(Collected data entries)
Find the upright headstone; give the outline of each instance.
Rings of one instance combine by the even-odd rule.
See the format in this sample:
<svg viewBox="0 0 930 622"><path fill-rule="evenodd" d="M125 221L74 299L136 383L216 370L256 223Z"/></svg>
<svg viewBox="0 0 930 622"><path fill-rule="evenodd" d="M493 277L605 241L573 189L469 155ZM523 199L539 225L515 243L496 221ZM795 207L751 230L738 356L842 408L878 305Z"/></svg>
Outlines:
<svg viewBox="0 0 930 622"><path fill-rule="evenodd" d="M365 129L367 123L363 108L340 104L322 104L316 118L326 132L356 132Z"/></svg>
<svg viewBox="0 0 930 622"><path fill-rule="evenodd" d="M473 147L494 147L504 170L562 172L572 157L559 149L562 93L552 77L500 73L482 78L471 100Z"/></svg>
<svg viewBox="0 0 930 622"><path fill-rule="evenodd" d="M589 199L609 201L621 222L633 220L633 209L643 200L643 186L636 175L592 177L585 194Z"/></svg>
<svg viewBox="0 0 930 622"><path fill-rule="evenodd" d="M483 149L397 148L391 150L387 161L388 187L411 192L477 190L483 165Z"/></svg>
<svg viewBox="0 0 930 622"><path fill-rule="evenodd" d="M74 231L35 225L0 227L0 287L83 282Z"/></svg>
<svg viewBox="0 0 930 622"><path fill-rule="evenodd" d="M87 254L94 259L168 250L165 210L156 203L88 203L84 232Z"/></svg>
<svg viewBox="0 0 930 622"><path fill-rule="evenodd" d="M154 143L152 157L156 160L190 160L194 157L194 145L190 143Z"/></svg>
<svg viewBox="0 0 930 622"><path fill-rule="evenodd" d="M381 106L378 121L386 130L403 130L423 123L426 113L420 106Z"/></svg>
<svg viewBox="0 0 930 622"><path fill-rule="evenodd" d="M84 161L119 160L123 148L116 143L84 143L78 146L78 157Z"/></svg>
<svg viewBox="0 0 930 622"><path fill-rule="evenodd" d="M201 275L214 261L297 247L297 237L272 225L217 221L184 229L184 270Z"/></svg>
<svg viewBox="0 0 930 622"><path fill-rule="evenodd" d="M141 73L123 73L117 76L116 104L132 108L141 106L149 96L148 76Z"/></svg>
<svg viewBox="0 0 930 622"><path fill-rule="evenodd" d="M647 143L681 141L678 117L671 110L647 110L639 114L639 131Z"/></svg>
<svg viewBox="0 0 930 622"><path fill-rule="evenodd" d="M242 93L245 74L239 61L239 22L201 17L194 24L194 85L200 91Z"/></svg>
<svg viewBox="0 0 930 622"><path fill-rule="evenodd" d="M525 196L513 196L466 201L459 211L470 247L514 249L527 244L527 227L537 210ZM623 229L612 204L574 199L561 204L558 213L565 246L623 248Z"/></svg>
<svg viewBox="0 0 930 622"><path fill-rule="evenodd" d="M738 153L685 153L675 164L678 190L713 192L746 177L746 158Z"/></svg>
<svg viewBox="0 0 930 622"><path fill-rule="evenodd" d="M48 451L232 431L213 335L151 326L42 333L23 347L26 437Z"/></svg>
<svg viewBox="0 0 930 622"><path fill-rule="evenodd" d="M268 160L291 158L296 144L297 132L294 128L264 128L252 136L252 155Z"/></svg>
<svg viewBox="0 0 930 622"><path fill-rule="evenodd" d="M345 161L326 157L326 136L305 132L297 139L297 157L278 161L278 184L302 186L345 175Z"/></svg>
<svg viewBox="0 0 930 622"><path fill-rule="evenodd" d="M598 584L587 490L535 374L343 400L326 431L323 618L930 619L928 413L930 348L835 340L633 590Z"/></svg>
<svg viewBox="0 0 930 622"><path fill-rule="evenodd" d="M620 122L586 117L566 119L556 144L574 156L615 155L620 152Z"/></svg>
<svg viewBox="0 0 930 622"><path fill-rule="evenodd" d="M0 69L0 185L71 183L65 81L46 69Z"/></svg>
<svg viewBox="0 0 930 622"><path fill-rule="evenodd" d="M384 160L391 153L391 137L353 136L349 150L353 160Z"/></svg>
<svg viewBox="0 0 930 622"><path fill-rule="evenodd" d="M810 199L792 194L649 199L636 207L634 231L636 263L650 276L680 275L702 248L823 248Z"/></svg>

▸ WHAT TO DO
Reproduce, word for word, all of the entries above.

▸ EXERCISE ANSWER
Find the upright headstone; give the outline of each instance.
Rings of one instance combine by the even-odd rule.
See the format in this sample:
<svg viewBox="0 0 930 622"><path fill-rule="evenodd" d="M125 221L74 299L136 383L216 370L256 223Z"/></svg>
<svg viewBox="0 0 930 622"><path fill-rule="evenodd" d="M493 277L605 241L573 189L469 155ZM523 199L539 225L515 243L496 221ZM795 207L751 230L738 356L842 408L878 305Z"/></svg>
Outlines:
<svg viewBox="0 0 930 622"><path fill-rule="evenodd" d="M365 129L367 123L363 108L340 104L322 104L316 118L326 132L356 132Z"/></svg>
<svg viewBox="0 0 930 622"><path fill-rule="evenodd" d="M473 147L494 147L504 170L562 172L572 157L559 149L562 93L552 77L500 73L482 78L471 100Z"/></svg>
<svg viewBox="0 0 930 622"><path fill-rule="evenodd" d="M589 199L609 201L621 222L633 220L633 209L643 200L643 186L636 175L592 177L585 194Z"/></svg>
<svg viewBox="0 0 930 622"><path fill-rule="evenodd" d="M483 149L397 148L391 150L387 161L388 187L411 192L477 190L483 165Z"/></svg>
<svg viewBox="0 0 930 622"><path fill-rule="evenodd" d="M74 231L35 225L0 227L0 287L83 282Z"/></svg>
<svg viewBox="0 0 930 622"><path fill-rule="evenodd" d="M87 254L94 259L168 250L165 210L156 203L88 203L84 232Z"/></svg>
<svg viewBox="0 0 930 622"><path fill-rule="evenodd" d="M154 143L152 157L156 160L190 160L194 157L194 145L190 143Z"/></svg>
<svg viewBox="0 0 930 622"><path fill-rule="evenodd" d="M381 106L378 121L386 130L403 130L423 123L426 113L420 106Z"/></svg>
<svg viewBox="0 0 930 622"><path fill-rule="evenodd" d="M84 161L119 160L123 148L116 143L84 143L78 146L78 157Z"/></svg>
<svg viewBox="0 0 930 622"><path fill-rule="evenodd" d="M201 275L214 261L297 247L297 237L272 225L217 221L184 229L184 270Z"/></svg>
<svg viewBox="0 0 930 622"><path fill-rule="evenodd" d="M141 73L123 73L117 76L116 104L132 108L141 106L149 96L148 76Z"/></svg>
<svg viewBox="0 0 930 622"><path fill-rule="evenodd" d="M647 143L681 141L678 117L671 110L647 110L639 114L639 131Z"/></svg>
<svg viewBox="0 0 930 622"><path fill-rule="evenodd" d="M242 93L245 74L239 61L239 22L201 17L194 24L194 85L200 91Z"/></svg>
<svg viewBox="0 0 930 622"><path fill-rule="evenodd" d="M525 196L513 196L466 201L459 211L470 247L514 249L527 244L527 227L537 210ZM623 229L612 204L574 199L561 204L558 213L565 246L623 248Z"/></svg>
<svg viewBox="0 0 930 622"><path fill-rule="evenodd" d="M738 153L685 153L675 164L678 190L713 192L746 177L746 158Z"/></svg>
<svg viewBox="0 0 930 622"><path fill-rule="evenodd" d="M48 451L232 431L213 335L151 326L42 333L23 347L26 437Z"/></svg>
<svg viewBox="0 0 930 622"><path fill-rule="evenodd" d="M268 160L291 158L296 144L297 132L294 128L264 128L252 136L252 155Z"/></svg>
<svg viewBox="0 0 930 622"><path fill-rule="evenodd" d="M345 161L326 157L326 136L305 132L297 139L297 157L278 161L278 184L302 186L345 175Z"/></svg>
<svg viewBox="0 0 930 622"><path fill-rule="evenodd" d="M598 584L587 490L535 374L343 400L326 431L323 618L930 619L928 413L930 348L835 340L633 590Z"/></svg>
<svg viewBox="0 0 930 622"><path fill-rule="evenodd" d="M620 122L586 117L566 119L556 144L574 156L615 155L620 152Z"/></svg>
<svg viewBox="0 0 930 622"><path fill-rule="evenodd" d="M0 69L0 185L71 183L65 81L46 69Z"/></svg>
<svg viewBox="0 0 930 622"><path fill-rule="evenodd" d="M384 160L391 153L391 137L353 136L349 150L353 160Z"/></svg>
<svg viewBox="0 0 930 622"><path fill-rule="evenodd" d="M810 199L792 194L649 199L636 207L634 231L636 263L650 276L680 275L702 248L823 248Z"/></svg>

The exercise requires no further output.